In the data below, restate exactly the lines from the one with "[point] every instance of the sandy" to the final line, both included, but not the pictures.

[Point labeling examples]
........
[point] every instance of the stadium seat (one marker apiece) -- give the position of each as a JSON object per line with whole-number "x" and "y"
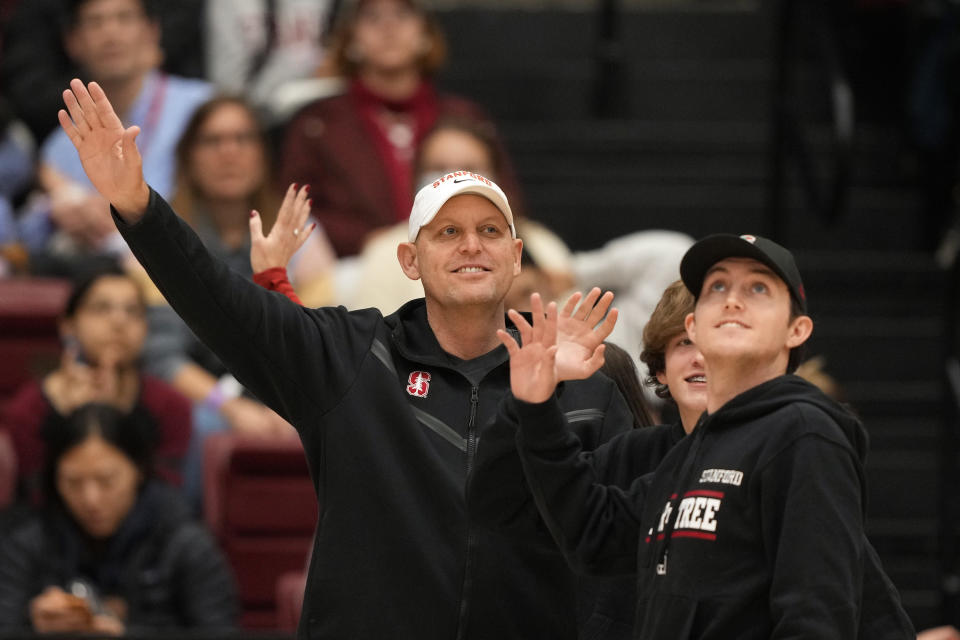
{"x": 29, "y": 340}
{"x": 290, "y": 588}
{"x": 8, "y": 470}
{"x": 260, "y": 504}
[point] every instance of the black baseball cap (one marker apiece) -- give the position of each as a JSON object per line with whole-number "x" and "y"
{"x": 710, "y": 250}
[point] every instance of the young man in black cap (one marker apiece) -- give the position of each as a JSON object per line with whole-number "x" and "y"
{"x": 752, "y": 526}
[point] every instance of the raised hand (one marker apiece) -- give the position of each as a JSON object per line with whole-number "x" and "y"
{"x": 107, "y": 150}
{"x": 581, "y": 331}
{"x": 287, "y": 234}
{"x": 533, "y": 375}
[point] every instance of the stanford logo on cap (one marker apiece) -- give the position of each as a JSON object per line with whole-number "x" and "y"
{"x": 418, "y": 384}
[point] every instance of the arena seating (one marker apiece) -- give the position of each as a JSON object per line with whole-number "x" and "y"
{"x": 261, "y": 505}
{"x": 29, "y": 341}
{"x": 8, "y": 470}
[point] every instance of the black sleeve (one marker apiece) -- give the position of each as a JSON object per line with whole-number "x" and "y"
{"x": 882, "y": 616}
{"x": 19, "y": 576}
{"x": 812, "y": 528}
{"x": 299, "y": 362}
{"x": 596, "y": 526}
{"x": 205, "y": 587}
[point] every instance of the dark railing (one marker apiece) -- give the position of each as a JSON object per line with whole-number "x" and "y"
{"x": 802, "y": 26}
{"x": 610, "y": 82}
{"x": 949, "y": 487}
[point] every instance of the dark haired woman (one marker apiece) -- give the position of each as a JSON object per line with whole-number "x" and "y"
{"x": 103, "y": 328}
{"x": 356, "y": 150}
{"x": 112, "y": 551}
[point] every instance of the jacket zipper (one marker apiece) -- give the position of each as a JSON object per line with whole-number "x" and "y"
{"x": 471, "y": 538}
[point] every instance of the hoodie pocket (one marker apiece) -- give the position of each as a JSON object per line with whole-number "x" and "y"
{"x": 665, "y": 615}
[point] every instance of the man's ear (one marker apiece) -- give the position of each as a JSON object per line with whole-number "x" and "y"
{"x": 662, "y": 377}
{"x": 517, "y": 253}
{"x": 407, "y": 255}
{"x": 690, "y": 325}
{"x": 800, "y": 329}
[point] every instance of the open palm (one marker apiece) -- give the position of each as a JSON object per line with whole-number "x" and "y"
{"x": 533, "y": 375}
{"x": 107, "y": 150}
{"x": 287, "y": 234}
{"x": 581, "y": 331}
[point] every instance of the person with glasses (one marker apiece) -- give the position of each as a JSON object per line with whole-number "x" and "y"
{"x": 103, "y": 330}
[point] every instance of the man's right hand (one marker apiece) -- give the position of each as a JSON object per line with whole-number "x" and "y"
{"x": 107, "y": 151}
{"x": 56, "y": 611}
{"x": 287, "y": 234}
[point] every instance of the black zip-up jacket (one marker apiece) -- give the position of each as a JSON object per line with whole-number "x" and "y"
{"x": 751, "y": 527}
{"x": 389, "y": 424}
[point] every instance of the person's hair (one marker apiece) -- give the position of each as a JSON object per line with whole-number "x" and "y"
{"x": 73, "y": 8}
{"x": 666, "y": 321}
{"x": 480, "y": 130}
{"x": 129, "y": 433}
{"x": 186, "y": 194}
{"x": 341, "y": 40}
{"x": 83, "y": 281}
{"x": 619, "y": 367}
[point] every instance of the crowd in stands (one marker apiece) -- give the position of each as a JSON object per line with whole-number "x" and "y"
{"x": 236, "y": 101}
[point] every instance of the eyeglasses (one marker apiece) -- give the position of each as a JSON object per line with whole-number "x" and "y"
{"x": 103, "y": 308}
{"x": 94, "y": 21}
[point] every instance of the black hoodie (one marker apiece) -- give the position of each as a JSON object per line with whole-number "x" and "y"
{"x": 752, "y": 527}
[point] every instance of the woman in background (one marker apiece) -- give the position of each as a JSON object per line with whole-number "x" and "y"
{"x": 357, "y": 150}
{"x": 112, "y": 551}
{"x": 103, "y": 329}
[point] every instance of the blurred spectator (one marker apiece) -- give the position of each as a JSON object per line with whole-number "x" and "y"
{"x": 116, "y": 43}
{"x": 258, "y": 46}
{"x": 16, "y": 173}
{"x": 222, "y": 173}
{"x": 103, "y": 328}
{"x": 356, "y": 151}
{"x": 619, "y": 367}
{"x": 637, "y": 267}
{"x": 35, "y": 66}
{"x": 112, "y": 551}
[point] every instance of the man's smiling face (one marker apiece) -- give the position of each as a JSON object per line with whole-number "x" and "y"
{"x": 466, "y": 256}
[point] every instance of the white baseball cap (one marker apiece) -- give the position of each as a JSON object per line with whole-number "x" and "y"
{"x": 435, "y": 194}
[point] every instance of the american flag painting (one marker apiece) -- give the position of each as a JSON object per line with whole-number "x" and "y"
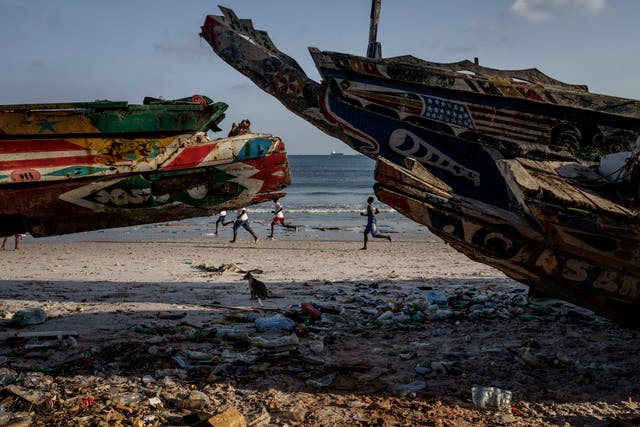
{"x": 496, "y": 122}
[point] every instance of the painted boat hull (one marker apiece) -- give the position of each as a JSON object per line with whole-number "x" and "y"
{"x": 457, "y": 131}
{"x": 198, "y": 178}
{"x": 154, "y": 118}
{"x": 519, "y": 246}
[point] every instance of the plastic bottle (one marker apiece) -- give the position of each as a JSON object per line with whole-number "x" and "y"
{"x": 29, "y": 316}
{"x": 491, "y": 397}
{"x": 275, "y": 323}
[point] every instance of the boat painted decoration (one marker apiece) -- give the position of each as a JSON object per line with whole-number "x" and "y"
{"x": 585, "y": 253}
{"x": 194, "y": 176}
{"x": 52, "y": 142}
{"x": 470, "y": 133}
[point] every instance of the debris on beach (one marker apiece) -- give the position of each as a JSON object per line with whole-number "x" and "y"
{"x": 225, "y": 268}
{"x": 352, "y": 353}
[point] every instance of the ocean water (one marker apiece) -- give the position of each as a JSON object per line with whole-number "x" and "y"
{"x": 325, "y": 199}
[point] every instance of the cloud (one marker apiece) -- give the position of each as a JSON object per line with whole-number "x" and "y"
{"x": 541, "y": 11}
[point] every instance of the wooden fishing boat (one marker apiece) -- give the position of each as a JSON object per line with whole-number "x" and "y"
{"x": 469, "y": 133}
{"x": 74, "y": 167}
{"x": 575, "y": 241}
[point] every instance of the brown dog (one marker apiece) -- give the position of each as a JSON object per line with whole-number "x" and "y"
{"x": 258, "y": 288}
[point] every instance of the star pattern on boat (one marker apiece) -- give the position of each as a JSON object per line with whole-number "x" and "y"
{"x": 47, "y": 125}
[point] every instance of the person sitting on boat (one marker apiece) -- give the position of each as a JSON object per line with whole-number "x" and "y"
{"x": 372, "y": 226}
{"x": 234, "y": 130}
{"x": 244, "y": 127}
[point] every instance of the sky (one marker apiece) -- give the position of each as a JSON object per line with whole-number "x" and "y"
{"x": 83, "y": 50}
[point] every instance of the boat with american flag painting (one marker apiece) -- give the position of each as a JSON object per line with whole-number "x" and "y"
{"x": 495, "y": 147}
{"x": 456, "y": 119}
{"x": 73, "y": 167}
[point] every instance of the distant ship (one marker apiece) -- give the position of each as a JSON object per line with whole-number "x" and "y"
{"x": 504, "y": 165}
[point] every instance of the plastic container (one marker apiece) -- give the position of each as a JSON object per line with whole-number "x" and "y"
{"x": 284, "y": 324}
{"x": 435, "y": 297}
{"x": 491, "y": 397}
{"x": 29, "y": 316}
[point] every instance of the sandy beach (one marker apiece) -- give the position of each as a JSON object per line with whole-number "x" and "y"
{"x": 153, "y": 319}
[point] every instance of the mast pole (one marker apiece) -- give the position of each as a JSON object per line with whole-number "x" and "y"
{"x": 374, "y": 50}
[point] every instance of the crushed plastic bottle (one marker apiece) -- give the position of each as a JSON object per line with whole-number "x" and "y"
{"x": 435, "y": 297}
{"x": 127, "y": 398}
{"x": 491, "y": 397}
{"x": 410, "y": 388}
{"x": 29, "y": 316}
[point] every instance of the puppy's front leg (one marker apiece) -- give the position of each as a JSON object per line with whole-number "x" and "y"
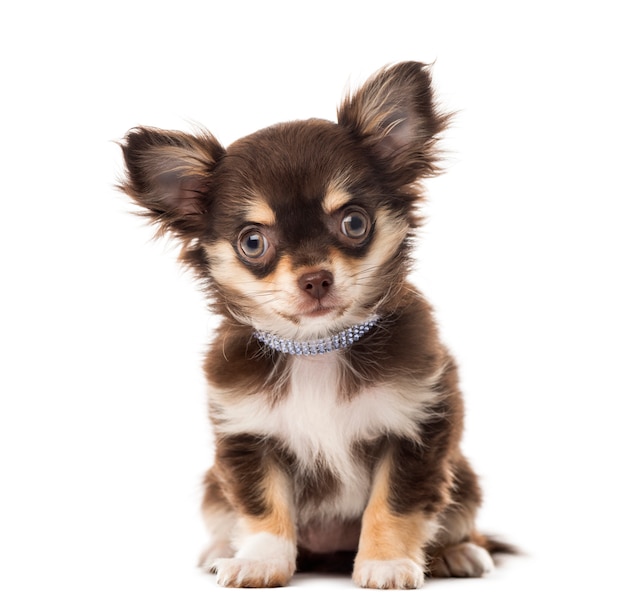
{"x": 391, "y": 547}
{"x": 265, "y": 541}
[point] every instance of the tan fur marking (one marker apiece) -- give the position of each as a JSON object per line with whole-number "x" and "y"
{"x": 387, "y": 536}
{"x": 279, "y": 521}
{"x": 336, "y": 197}
{"x": 259, "y": 212}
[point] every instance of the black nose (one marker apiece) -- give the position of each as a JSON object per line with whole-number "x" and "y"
{"x": 316, "y": 284}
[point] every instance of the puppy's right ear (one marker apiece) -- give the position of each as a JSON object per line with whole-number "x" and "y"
{"x": 169, "y": 174}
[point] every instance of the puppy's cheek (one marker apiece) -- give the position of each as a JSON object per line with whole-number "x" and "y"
{"x": 233, "y": 277}
{"x": 365, "y": 273}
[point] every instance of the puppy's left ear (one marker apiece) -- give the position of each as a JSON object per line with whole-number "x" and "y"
{"x": 169, "y": 173}
{"x": 394, "y": 114}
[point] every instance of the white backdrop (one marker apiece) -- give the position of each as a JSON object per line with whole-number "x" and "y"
{"x": 103, "y": 434}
........
### Written reply
[point] every instance of the sandy beach (one marker apiece) -- give the position of each as a JSON object per line with whole-number "x" and "y"
{"x": 153, "y": 319}
[point] every instance of the mast pole (one marker apiece) -- give the position of each as a JSON object per line with whole-number "x" and "y"
{"x": 374, "y": 50}
[point] every instance of the crushed plastic bottle (one marker apiece) -- give the position of each as a JSON object per line with whole-number "x" and "y"
{"x": 435, "y": 297}
{"x": 127, "y": 398}
{"x": 491, "y": 397}
{"x": 410, "y": 388}
{"x": 29, "y": 316}
[point] every instance of the puppy's front leg (one marker apiece) -- give the position of each as a JSON object per line with whole-number "x" and "y"
{"x": 391, "y": 547}
{"x": 265, "y": 541}
[point] every instance of the tan fur marking (one marker apiece) -- give the position of each as a JSON object per line with whole-number "x" and "y"
{"x": 387, "y": 536}
{"x": 279, "y": 521}
{"x": 336, "y": 197}
{"x": 259, "y": 212}
[point] every instance of the black nose (one marker apiece) -- give the position of each as a JSON object per line with whole-number "x" and "y"
{"x": 316, "y": 284}
[point] every instance of the puppy's right ear (one marker apiece) -- give the position of each as a JSON object per line with whole-number "x" and "y"
{"x": 169, "y": 174}
[point] every instance of the puppy's cheek (one marker apiece) -- give the position of each as a JSON object per line with whole-number "x" and "y"
{"x": 233, "y": 277}
{"x": 365, "y": 273}
[point] every instance of the puppy's left ear (one marker apiece) -- give the position of each as a JSON object per line with whole-number "x" and "y"
{"x": 169, "y": 173}
{"x": 394, "y": 114}
[point] every instance of the white backdrop (one marker apiece) -- give the position of each as a JSON object per line with whole-number "x" and "y"
{"x": 103, "y": 434}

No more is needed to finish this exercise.